▸ Written request: Reproduce every one of the items below, substituting "Target:" wherever "Query:" appears and leaving everything else unchanged.

▸ Provided data:

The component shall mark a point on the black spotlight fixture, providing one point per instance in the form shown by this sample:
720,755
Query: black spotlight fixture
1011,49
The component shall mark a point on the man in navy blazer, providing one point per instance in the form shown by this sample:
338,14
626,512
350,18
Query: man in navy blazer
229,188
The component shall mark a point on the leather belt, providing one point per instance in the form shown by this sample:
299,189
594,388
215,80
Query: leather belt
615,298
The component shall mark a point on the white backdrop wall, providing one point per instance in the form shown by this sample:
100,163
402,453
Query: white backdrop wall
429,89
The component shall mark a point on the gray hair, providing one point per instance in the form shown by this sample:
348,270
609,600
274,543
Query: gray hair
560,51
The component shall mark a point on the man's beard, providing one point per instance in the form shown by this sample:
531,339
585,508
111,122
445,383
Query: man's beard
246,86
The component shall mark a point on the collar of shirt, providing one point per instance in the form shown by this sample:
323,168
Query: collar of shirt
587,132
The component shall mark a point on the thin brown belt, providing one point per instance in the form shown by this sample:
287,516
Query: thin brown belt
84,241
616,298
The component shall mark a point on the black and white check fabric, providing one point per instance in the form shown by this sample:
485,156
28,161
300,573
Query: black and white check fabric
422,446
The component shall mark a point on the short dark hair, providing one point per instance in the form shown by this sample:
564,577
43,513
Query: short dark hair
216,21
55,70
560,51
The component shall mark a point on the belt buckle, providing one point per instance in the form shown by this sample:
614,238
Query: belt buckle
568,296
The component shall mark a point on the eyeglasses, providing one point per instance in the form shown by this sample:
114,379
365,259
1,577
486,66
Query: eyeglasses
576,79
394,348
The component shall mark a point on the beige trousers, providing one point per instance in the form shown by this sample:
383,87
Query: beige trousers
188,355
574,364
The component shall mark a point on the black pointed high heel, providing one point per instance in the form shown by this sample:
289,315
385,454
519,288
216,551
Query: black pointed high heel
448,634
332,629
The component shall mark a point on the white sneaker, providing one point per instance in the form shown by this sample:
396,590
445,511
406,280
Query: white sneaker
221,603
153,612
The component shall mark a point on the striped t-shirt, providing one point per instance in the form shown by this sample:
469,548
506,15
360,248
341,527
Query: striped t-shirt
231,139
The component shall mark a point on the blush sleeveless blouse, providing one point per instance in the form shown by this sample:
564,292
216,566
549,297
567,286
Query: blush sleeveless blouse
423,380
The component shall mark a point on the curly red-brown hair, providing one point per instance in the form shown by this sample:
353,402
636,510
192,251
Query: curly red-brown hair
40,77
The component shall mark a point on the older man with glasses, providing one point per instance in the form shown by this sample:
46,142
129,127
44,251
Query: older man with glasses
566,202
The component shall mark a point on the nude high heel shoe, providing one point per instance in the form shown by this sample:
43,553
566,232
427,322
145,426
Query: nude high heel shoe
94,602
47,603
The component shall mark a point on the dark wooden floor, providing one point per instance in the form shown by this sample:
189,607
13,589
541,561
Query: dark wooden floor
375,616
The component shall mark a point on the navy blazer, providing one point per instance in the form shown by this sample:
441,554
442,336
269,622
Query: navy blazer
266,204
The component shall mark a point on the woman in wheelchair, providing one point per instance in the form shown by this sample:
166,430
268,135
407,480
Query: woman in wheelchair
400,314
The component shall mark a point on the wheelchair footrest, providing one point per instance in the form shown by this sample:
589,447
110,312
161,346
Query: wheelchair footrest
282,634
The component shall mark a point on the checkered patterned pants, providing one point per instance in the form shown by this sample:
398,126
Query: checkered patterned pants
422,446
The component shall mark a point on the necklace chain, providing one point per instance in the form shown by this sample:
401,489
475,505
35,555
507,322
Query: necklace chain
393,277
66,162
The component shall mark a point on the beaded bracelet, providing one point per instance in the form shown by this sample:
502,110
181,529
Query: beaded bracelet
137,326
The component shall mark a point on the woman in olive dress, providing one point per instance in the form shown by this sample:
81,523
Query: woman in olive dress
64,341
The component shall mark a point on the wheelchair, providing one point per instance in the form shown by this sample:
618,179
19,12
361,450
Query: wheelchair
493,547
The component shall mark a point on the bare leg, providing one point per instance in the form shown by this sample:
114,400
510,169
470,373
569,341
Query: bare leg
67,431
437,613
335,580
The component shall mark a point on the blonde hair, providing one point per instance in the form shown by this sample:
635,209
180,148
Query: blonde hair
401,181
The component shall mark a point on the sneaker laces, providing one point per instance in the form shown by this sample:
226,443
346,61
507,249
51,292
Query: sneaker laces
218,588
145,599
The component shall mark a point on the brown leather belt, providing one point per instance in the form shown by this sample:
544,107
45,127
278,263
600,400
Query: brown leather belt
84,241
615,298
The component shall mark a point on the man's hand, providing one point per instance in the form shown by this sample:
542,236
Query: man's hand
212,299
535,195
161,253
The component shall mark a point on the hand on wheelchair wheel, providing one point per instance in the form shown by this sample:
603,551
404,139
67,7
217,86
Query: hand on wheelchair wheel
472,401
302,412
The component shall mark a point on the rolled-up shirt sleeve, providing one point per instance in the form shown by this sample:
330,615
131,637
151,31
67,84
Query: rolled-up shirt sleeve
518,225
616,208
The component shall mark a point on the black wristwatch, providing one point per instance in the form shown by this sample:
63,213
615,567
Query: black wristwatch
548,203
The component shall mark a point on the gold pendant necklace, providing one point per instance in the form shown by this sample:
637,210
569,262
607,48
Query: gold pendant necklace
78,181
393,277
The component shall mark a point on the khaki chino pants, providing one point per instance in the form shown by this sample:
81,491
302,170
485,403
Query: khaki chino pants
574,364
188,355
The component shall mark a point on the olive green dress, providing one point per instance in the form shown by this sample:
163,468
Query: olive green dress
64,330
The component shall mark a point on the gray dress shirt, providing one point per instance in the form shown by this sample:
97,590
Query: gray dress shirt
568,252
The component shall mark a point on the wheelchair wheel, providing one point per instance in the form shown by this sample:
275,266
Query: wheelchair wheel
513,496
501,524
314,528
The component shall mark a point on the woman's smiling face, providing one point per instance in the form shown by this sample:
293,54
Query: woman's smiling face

▸ The completed task:
The component shall mark a point on the black spotlight fixture, providing one point per instance in the form shown by this sample:
720,755
Target: black spotlight fixture
1011,49
The component shall mark a point on the man in navy blazer, providing one point per instance in the form shown by this sample:
338,14
626,512
350,18
Target: man in navy blazer
229,188
The component shall mark a point on the leather belt, providing one point per instance in the form shown by this sample:
299,189
594,388
215,80
Target: leather belt
615,298
The component shall mark a point on the white backdrop wall, providing one point per instance in the form shown by this sample:
100,163
402,453
Target: white backdrop wall
429,89
The component shall mark a point on the gray hair, providing one point per instance in the form shown by this sample:
348,270
609,600
274,543
Target: gray hair
560,51
The component shall mark a point on the man's beard, providing one point per instance in the form shown by this sample:
531,339
585,508
111,122
445,383
Target: man's beard
246,86
The component shall mark a point on the collar of shirt, providing one point per instance in the form shown by this sample:
323,168
Target: collar of shirt
587,132
The component shall mark a point on the thin brown belt, providing one point per instance in the form shown by this sample:
287,516
Target: thin brown belt
84,241
616,298
The component shall mark a point on the black and white check fabric, providing one point per instance in the form shown by this sample:
485,156
28,161
300,573
Target: black and white check fabric
422,446
The component shall mark a point on the short dark hair, providing one point per instance in the form shown by this sample:
564,577
43,513
Target: short dark hair
216,21
55,70
560,51
The component shall mark a point on the belt buckle, providing one point per instance in the form shown by this sample:
614,238
Target: belt buckle
568,296
The component shall mark a point on the eyeglasses, providing one point per instance in the form shown by this sample:
114,379
365,259
1,577
486,66
Target: eyeglasses
576,79
394,348
The component shall mark a point on the beige trousers, providing one point per instance in the form shown by this sample:
383,87
Target: beige trousers
188,355
574,364
The component shall mark a point on the black pointed high heel, providing one point per instance in the form shown by this sample:
289,315
385,454
519,288
216,551
Target: black pointed high heel
448,634
332,629
The component shall mark a point on the white sneaker, providing one point per instance in the form shown by this sample:
396,590
445,511
406,280
Target: white sneaker
221,603
153,612
The component shall mark a point on the striped t-shirt, providing one point per instance in the form shown by this sample:
469,548
506,15
360,248
341,527
Target: striped t-shirt
231,139
The component shall mark a point on the blush sleeveless blouse, providing one point per instance in the form shown by this sample:
564,292
216,566
549,297
567,286
Target: blush sleeveless blouse
423,380
The component shall mark a point on the curly red-brown hair, providing one point per instance in the form shown by this sample:
353,402
636,510
192,251
Target: curly red-brown hair
40,77
The component shall mark a point on the older man with glasses, providing one point per instance in the form shown by this sample:
46,142
129,127
44,251
Target: older man with glasses
566,202
The component shall mark a point on the nude high heel shoe, providing one point per instance in the form shown by this sample:
43,553
566,232
427,322
145,426
Target: nude high heel shoe
94,602
47,603
The component shall mark a point on the dark wooden floor, providing one point per instance in the form shown by this sample:
189,607
13,589
541,561
Target: dark wooden floor
375,616
The component shall mark a point on the navy blazer, providing one point per instance in the form shown by this sample:
441,554
442,336
269,622
Target: navy blazer
266,204
The component shall mark a point on the woman in wheelchair, providing one point per instance in the form shown by this sample:
166,430
268,135
407,480
Target: woman in wheelchair
400,314
The component shall mark a point on the wheelchair footrest, providing one point per instance in the form shown by this sample:
589,447
110,312
161,346
Target: wheelchair footrest
282,634
The component shall mark a point on the checkered patterned pants, providing one point per instance in the form shown by this sample:
398,126
Target: checkered patterned pants
422,446
The component shall mark a point on the necklace chain, providing one point per instance in the form shown by this sample:
401,489
475,505
35,555
507,322
Target: necklace chain
393,277
66,162
The component shall mark a point on the beaded bracelet, providing one point per instance in the form shown by this sample:
502,110
181,529
Target: beaded bracelet
137,326
The component shall mark a point on the woman in olive dress, providing one point per instance in the form shown by this sample:
81,523
Target: woman in olive dress
64,341
The component shall mark a point on the wheelchair, providing one point per instance in the form shown by this sample:
618,179
19,12
361,450
Target: wheelchair
493,547
The component shall mark a point on the bare leg, providing one point per instance in the form shown by this sample:
114,400
510,169
470,373
569,341
Target: bare leg
67,431
437,613
335,580
The component shall mark a point on the blonde hair, providing one point per instance in the form shown by this sample:
635,209
180,148
Target: blonde hair
401,181
The component shall mark a point on the sneaker laces, providing one point per instance in the form shown by this sample:
226,443
346,61
507,249
51,292
Target: sneaker laces
218,588
145,599
The component shall mark a point on the brown leather belt, providing one point per instance in the form shown by this sample:
544,107
45,127
278,263
600,400
Target: brown leather belt
84,241
615,298
The component shall mark a point on the man's hand, providing one point per instance in the form shown by this sample:
542,236
Target: man's hand
212,299
535,195
161,253
The component shall mark a point on the hand on wheelchair wheel, providing one point per instance in the form shown by this sample:
603,551
404,139
67,7
217,86
Target: hand on wheelchair wheel
472,401
302,412
The component shall mark a point on the rolled-up shirt sleeve, providing one point per instance in the form shown by this sample:
330,615
131,637
151,31
67,84
Target: rolled-up shirt sleeve
518,225
616,208
The component shall mark a point on the black wristwatch, providing one point per instance in the form shown by this sample:
63,213
615,567
Target: black wristwatch
548,203
The component shall mark a point on the gold pendant necklace, providing one point per instance in the form shown by this sample:
637,210
569,262
607,48
Target: gold pendant necklace
78,181
393,277
The component shall mark a point on the khaki chino pants, providing one point per instance in the form shown by this sample:
81,491
302,170
485,403
Target: khaki chino pants
574,364
188,355
The component shall mark a point on the olive green dress, providing one point per instance in the form shown by this sample:
163,468
Target: olive green dress
64,330
The component shall mark a point on the gray dress shirt, providing one point per instance in the form shown by this sample:
97,590
Target: gray dress shirt
568,252
The component shall mark a point on the wheelchair wheel, providing one point per instance in the form shown by this sample:
275,266
Target: wheelchair wheel
513,496
501,524
314,528
The component shall mark a point on the woman's smiling face, providing one point per instance in the form shown by this sample:
293,54
Target: woman's smiling face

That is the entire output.